------ PROVIDED INFORMATION

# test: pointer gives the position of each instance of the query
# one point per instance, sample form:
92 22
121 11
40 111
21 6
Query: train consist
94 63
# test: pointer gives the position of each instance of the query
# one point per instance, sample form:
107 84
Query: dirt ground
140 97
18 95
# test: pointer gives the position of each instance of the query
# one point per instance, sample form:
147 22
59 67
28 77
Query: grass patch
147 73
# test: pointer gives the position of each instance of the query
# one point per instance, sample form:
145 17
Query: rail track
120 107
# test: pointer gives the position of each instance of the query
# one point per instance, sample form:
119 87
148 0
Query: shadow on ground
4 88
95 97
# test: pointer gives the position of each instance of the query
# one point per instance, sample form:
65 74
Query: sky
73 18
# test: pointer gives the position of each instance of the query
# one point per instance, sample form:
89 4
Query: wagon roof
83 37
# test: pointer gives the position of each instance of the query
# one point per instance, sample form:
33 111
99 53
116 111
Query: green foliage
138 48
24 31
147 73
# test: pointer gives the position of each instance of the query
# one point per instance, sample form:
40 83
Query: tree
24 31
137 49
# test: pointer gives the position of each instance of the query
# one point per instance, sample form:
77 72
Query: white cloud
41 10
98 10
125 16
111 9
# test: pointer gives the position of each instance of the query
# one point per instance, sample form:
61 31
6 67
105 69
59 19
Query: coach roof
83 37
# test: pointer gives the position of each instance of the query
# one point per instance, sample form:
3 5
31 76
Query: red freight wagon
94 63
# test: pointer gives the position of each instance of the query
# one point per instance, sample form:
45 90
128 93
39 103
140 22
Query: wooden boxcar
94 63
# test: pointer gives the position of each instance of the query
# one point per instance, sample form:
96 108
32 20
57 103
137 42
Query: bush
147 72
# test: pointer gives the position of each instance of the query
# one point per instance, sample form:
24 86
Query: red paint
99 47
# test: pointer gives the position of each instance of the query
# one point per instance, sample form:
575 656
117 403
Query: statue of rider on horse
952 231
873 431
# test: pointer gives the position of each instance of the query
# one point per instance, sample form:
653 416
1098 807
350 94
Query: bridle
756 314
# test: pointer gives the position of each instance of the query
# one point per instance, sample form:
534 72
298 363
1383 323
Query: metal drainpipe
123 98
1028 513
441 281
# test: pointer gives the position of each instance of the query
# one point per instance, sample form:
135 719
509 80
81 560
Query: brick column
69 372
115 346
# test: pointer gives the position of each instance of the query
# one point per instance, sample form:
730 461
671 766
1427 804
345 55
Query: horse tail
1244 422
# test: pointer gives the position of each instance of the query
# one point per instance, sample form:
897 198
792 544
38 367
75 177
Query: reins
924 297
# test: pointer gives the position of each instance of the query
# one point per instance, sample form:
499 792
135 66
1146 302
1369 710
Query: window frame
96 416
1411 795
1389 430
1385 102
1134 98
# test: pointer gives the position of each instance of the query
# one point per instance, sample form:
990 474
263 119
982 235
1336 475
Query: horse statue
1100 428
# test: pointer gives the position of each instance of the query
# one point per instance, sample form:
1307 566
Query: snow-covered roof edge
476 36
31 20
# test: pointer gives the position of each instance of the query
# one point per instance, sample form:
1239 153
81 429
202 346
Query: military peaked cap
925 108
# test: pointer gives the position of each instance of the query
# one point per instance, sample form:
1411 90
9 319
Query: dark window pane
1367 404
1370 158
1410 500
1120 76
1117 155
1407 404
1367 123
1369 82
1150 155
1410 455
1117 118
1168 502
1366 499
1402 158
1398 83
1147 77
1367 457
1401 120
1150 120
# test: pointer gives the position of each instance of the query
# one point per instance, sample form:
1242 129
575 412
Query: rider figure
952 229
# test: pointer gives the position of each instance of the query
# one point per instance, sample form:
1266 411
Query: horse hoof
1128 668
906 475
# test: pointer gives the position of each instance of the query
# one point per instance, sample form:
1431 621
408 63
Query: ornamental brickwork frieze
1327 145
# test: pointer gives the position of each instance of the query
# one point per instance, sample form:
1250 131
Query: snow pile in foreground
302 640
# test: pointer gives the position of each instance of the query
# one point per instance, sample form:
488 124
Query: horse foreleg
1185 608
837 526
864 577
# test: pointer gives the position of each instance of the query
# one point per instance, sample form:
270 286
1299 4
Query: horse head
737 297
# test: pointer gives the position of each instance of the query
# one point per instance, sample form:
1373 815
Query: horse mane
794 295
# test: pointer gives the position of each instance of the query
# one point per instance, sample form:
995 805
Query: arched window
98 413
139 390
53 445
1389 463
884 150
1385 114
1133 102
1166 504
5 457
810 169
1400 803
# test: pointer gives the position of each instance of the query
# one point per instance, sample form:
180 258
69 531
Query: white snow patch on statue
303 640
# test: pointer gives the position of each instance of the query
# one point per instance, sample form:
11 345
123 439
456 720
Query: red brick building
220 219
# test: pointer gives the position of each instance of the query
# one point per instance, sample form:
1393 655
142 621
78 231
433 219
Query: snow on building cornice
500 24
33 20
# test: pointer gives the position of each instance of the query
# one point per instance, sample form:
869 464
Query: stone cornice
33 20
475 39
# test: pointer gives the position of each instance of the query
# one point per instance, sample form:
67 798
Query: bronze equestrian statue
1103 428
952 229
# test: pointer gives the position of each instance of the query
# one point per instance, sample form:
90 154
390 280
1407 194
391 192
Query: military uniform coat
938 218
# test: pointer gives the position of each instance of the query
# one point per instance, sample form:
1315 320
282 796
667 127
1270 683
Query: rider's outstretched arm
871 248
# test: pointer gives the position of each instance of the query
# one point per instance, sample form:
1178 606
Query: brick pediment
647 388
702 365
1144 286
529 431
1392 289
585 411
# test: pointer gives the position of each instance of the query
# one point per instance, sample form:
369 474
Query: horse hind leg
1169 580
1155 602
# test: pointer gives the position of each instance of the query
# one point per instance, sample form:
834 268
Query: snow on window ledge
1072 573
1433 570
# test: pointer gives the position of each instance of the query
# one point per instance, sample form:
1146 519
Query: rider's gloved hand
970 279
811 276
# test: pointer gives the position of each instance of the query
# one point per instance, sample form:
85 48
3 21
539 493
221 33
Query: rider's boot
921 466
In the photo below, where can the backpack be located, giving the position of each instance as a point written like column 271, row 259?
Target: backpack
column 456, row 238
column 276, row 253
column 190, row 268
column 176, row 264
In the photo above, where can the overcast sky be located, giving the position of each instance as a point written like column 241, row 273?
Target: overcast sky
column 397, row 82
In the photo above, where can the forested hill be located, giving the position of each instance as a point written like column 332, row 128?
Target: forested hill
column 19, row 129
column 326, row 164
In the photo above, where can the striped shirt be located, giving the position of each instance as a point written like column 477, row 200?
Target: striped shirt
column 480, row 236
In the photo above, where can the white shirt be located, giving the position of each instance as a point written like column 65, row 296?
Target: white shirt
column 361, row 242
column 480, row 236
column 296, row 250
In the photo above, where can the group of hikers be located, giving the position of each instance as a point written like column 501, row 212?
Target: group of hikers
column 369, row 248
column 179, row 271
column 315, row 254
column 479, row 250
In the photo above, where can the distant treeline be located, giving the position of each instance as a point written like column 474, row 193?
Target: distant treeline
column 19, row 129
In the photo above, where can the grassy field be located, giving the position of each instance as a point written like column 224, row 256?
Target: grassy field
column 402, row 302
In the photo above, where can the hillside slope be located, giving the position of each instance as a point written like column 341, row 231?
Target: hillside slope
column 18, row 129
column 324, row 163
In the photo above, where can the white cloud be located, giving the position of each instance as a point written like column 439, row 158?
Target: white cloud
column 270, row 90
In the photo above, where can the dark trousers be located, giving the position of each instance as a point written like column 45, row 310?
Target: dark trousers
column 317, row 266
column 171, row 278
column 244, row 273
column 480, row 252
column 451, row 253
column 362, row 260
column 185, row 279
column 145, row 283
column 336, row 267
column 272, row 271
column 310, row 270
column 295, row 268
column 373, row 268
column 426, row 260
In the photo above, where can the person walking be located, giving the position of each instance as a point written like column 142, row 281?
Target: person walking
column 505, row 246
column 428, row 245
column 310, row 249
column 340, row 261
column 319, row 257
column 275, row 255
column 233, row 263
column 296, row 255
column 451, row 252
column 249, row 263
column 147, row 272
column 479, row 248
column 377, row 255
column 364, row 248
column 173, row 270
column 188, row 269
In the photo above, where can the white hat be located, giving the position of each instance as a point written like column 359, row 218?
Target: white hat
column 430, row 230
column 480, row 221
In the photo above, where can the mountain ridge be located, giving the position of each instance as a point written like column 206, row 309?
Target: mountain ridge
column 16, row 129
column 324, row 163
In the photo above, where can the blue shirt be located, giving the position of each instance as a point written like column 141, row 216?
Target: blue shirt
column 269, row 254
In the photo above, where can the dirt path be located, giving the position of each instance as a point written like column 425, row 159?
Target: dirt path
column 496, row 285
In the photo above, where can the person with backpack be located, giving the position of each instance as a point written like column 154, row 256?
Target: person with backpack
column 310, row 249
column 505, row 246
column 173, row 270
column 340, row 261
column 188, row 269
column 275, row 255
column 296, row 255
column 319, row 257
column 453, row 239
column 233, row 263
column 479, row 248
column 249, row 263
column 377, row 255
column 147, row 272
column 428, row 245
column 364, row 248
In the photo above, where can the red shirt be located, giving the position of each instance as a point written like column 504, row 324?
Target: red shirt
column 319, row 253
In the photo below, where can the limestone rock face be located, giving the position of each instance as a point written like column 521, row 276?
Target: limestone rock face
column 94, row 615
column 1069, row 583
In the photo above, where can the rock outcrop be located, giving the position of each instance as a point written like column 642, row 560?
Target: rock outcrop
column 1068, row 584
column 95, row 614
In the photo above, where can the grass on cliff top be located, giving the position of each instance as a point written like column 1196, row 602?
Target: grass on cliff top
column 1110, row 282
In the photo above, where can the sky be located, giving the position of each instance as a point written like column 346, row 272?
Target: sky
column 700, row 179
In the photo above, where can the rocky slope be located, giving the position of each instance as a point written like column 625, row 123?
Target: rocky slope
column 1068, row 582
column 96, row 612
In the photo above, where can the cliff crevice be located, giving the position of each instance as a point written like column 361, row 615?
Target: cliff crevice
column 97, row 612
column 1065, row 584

------------

§ WHAT IS EXPECTED: Copy the lines of the data above exactly as written, beginning with the line containing "In the photo above, where can the dirt" and ending with the line containing "In the photo above, where can the person with", and leave out all other lines.

§ RESPONSE AREA:
In the photo above, where can the dirt path be located, giving the position of each instance as a point written like column 425, row 159?
Target: dirt path
column 496, row 285
In the photo above, where can the person with backpack be located, giving the position of each instance as a point written like column 154, row 256?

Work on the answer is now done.